> **Stated goal**
Write out all of the following items word for word, with no changes.

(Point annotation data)
** START **
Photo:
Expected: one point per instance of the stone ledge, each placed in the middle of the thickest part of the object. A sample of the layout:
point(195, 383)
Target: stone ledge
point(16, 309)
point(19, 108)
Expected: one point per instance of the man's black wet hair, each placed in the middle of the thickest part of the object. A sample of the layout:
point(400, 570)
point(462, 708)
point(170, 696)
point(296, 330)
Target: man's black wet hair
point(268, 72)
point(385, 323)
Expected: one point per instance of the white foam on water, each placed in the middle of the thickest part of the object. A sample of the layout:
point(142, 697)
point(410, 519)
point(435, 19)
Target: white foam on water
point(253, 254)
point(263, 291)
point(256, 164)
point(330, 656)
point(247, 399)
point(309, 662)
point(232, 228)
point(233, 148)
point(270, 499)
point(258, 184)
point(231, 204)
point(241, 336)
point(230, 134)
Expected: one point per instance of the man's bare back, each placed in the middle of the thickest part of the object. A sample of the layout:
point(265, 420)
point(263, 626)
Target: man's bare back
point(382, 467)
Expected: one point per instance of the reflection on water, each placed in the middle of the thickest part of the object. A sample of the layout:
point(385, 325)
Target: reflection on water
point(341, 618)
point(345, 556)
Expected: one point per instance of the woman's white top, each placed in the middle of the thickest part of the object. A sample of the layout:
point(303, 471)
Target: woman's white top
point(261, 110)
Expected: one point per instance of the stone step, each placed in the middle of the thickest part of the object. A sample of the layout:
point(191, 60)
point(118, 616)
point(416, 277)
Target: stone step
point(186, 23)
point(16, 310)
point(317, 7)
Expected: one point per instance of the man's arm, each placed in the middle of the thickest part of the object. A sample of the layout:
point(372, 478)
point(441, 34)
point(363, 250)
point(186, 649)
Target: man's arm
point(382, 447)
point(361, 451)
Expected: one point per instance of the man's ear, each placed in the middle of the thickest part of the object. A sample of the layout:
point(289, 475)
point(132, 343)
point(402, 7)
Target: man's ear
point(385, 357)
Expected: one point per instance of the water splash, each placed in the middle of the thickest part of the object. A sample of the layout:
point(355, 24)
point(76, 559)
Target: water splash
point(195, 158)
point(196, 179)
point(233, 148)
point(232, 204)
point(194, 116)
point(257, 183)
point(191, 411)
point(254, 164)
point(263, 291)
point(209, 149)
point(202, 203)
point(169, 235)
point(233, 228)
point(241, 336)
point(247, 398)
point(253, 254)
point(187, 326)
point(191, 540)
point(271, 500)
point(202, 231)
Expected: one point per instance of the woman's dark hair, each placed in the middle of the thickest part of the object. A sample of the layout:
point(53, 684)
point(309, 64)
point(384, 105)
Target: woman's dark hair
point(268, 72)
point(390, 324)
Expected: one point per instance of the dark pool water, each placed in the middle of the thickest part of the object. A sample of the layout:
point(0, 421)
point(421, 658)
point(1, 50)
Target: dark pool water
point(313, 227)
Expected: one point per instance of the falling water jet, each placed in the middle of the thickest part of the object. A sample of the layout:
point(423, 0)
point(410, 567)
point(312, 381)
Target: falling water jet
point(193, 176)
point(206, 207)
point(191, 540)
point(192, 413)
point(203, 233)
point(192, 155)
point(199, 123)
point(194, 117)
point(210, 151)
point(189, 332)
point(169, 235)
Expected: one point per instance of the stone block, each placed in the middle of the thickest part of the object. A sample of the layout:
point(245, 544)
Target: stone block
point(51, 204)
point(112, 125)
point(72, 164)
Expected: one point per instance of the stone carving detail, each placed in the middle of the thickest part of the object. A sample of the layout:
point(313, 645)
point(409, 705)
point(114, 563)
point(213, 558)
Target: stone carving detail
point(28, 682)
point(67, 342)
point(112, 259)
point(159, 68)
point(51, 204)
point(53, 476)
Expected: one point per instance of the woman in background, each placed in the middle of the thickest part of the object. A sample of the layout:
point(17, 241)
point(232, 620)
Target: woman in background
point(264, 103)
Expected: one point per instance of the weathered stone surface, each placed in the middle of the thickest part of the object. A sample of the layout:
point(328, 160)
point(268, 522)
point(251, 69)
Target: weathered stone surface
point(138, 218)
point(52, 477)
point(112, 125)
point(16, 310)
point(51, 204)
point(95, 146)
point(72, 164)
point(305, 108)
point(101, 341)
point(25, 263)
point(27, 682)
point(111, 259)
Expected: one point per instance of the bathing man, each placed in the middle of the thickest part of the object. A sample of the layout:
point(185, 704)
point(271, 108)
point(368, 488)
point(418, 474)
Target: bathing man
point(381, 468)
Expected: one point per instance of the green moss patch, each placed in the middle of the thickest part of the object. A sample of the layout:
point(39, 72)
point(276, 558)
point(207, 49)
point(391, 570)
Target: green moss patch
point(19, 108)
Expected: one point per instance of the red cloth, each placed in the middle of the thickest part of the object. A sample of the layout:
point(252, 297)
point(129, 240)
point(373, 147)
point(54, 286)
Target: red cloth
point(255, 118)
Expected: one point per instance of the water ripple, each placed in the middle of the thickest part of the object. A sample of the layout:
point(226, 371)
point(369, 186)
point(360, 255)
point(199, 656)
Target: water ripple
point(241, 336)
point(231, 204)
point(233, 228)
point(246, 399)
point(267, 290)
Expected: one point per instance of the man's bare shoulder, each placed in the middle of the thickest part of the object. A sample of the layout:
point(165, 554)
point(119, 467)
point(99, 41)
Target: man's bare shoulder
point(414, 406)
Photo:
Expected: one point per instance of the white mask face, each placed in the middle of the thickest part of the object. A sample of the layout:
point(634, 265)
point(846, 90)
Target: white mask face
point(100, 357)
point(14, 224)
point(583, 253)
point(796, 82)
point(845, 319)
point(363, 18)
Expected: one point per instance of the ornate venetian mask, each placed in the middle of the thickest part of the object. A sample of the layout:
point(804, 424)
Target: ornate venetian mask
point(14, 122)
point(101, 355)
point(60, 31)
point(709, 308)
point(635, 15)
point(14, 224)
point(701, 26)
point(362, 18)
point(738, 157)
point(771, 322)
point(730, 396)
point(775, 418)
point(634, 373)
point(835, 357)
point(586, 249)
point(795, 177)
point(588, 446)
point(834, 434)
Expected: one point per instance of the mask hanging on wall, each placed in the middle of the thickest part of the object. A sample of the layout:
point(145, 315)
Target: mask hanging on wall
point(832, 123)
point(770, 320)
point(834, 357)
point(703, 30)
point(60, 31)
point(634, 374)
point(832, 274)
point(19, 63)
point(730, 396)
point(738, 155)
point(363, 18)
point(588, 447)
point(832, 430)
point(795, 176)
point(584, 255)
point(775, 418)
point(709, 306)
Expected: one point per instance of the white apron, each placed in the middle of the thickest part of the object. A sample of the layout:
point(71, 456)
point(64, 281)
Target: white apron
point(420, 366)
** END **
> **Full response**
Photo:
Expected: one point per instance of the stone ledge, each placed in the middle of the thickest part of the object. A sample of the layout:
point(195, 383)
Target: stone ledge
point(16, 309)
point(19, 108)
Expected: one point per instance of the man's black wet hair, each placed in the middle of the thickest part of the object. A sample of the layout:
point(400, 570)
point(462, 708)
point(170, 696)
point(296, 330)
Target: man's black wet hair
point(268, 72)
point(385, 323)
Expected: one point per instance of the white foam on water, each placed in the middle of the thickest part of the object. A sample of the layout:
point(142, 697)
point(410, 519)
point(435, 19)
Target: white foam on water
point(253, 254)
point(263, 291)
point(256, 164)
point(330, 656)
point(247, 399)
point(309, 662)
point(232, 228)
point(233, 148)
point(270, 499)
point(258, 184)
point(231, 204)
point(241, 336)
point(230, 134)
Expected: one point per instance of the man's bare back, each placed in the middle of the thickest part of the object. A sample of the layout:
point(265, 420)
point(263, 626)
Target: man's bare back
point(382, 467)
Expected: one point per instance of the reflection on water, each placed in the middle of the thickest part of the object. A sample of the layout:
point(385, 325)
Target: reflection on water
point(341, 618)
point(345, 556)
Expected: one point per instance of the woman's white top, each placed in the middle of the thickest part of the object. A sample of the layout:
point(303, 471)
Target: woman's white top
point(261, 110)
Expected: one point per instance of the stone step, each placed in the middle of the thickest part of the object. A sample of the layout:
point(191, 60)
point(118, 616)
point(416, 277)
Target: stone step
point(186, 23)
point(16, 310)
point(317, 7)
Expected: one point per instance of the man's arm, each placed in the middle of the thickest part of the object. A sample of the layout:
point(372, 478)
point(441, 34)
point(363, 250)
point(186, 649)
Target: man's arm
point(382, 447)
point(361, 451)
Expected: one point per instance of the man's ear, each placed in the middle of the thickest part of the object. A sample of the layout:
point(289, 475)
point(132, 343)
point(402, 7)
Target: man's ear
point(385, 357)
Expected: one point per instance of the water splash, each placed in the middle of the thickest part of the object. A sample of the layout:
point(355, 24)
point(76, 559)
Target: water splash
point(195, 158)
point(196, 179)
point(233, 148)
point(232, 204)
point(194, 116)
point(257, 183)
point(191, 411)
point(254, 164)
point(263, 291)
point(209, 149)
point(202, 203)
point(169, 235)
point(233, 228)
point(241, 336)
point(247, 398)
point(253, 254)
point(187, 326)
point(191, 540)
point(271, 500)
point(202, 231)
Expected: one point per instance of the woman's dark hair, each placed in the middle of the thickest part of the object. A sample of the layout:
point(53, 684)
point(309, 64)
point(384, 105)
Target: woman's dark hair
point(268, 72)
point(390, 324)
Expected: one point per instance of the dark pool water, each placed in the middle of the thickest part of the object. A sample of the layout:
point(0, 421)
point(421, 658)
point(1, 50)
Target: dark pool water
point(313, 227)
Expected: one point per instance of the falling water jet, each placed in the middle of the thickest part of the object. A sample of the layout:
point(423, 0)
point(410, 567)
point(312, 381)
Target: falling water jet
point(193, 176)
point(206, 207)
point(191, 540)
point(192, 413)
point(203, 233)
point(192, 155)
point(199, 123)
point(194, 117)
point(210, 151)
point(189, 332)
point(169, 235)
Expected: one point per instance of the stone block, each placed in the middle of the thickest part of the object. A sample of the layout:
point(245, 544)
Target: stone block
point(51, 204)
point(112, 125)
point(72, 164)
Expected: one point per instance of the stone carving detail, each placed in the middle of the thickest part of the object. A sample of the layout:
point(313, 645)
point(409, 705)
point(114, 563)
point(213, 558)
Target: stone carving detail
point(28, 682)
point(67, 342)
point(112, 259)
point(159, 68)
point(51, 204)
point(53, 476)
Expected: one point per instance of the woman in background, each placed in the middle of the thickest part of the object. A sample of the layout:
point(17, 241)
point(232, 620)
Target: woman in background
point(264, 103)
Expected: one point per instance of the weathered stone surface, each placed in the middle of the thickest part of the object. A sample of the layout:
point(328, 160)
point(268, 522)
point(251, 69)
Target: weathered stone surface
point(138, 218)
point(52, 477)
point(112, 125)
point(16, 310)
point(51, 204)
point(95, 146)
point(72, 164)
point(305, 108)
point(101, 341)
point(25, 263)
point(27, 682)
point(111, 259)
Expected: one point per instance of the bathing man, each placed in the middle of the thickest part of the object. A sample of the layout:
point(185, 704)
point(271, 108)
point(368, 488)
point(418, 474)
Target: bathing man
point(381, 468)
Expected: one point per instance of the green moss patch, each placed in the middle of the thickest part of the object. A sample of the layout:
point(39, 72)
point(276, 558)
point(207, 49)
point(391, 570)
Target: green moss patch
point(19, 108)
Expected: one point per instance of the red cloth, each placed in the middle of the thickest part of the object. A sample of the layout:
point(252, 297)
point(129, 240)
point(373, 147)
point(54, 286)
Target: red cloth
point(255, 118)
Expected: one point per instance of the water ripple, each placed in the middle of the thickest part of the object. A sample of the layout:
point(226, 371)
point(369, 186)
point(360, 255)
point(199, 656)
Target: water ripple
point(241, 336)
point(231, 204)
point(233, 228)
point(246, 399)
point(267, 290)
Expected: one point per instance of the man's bare shoulder, each placed in the middle of the thickest part of the object. A sample of the layout:
point(165, 554)
point(119, 467)
point(99, 41)
Target: man's bare shoulder
point(414, 406)
Photo:
Expected: one point per instance of the white mask face, each placed in the middle of the thickest part of the object. A sample of the layout:
point(634, 265)
point(846, 90)
Target: white mask face
point(100, 357)
point(14, 224)
point(583, 253)
point(796, 82)
point(845, 319)
point(363, 18)
Expected: one point per instance of the ornate venetian mask, each placed in the middle of the thickest part of the object. A sample of the layout:
point(804, 424)
Target: ornate venetian mask
point(14, 122)
point(101, 355)
point(60, 31)
point(709, 308)
point(635, 15)
point(14, 224)
point(701, 26)
point(362, 18)
point(738, 157)
point(771, 322)
point(730, 396)
point(775, 418)
point(634, 373)
point(835, 357)
point(586, 249)
point(795, 177)
point(588, 446)
point(834, 434)
Expected: one point per instance of the mask hanging on wall, each placed in the middle of the thickest part of the object. A sample of the layout:
point(145, 315)
Target: mask hanging on wall
point(832, 123)
point(770, 320)
point(834, 357)
point(703, 30)
point(60, 31)
point(634, 374)
point(832, 274)
point(19, 63)
point(730, 396)
point(738, 155)
point(363, 18)
point(588, 447)
point(832, 430)
point(795, 176)
point(584, 255)
point(775, 418)
point(709, 306)
Expected: one point per instance of the white apron, each placed in the middle of the thickest part of the object. A sample of the layout:
point(71, 456)
point(64, 281)
Target: white apron
point(420, 366)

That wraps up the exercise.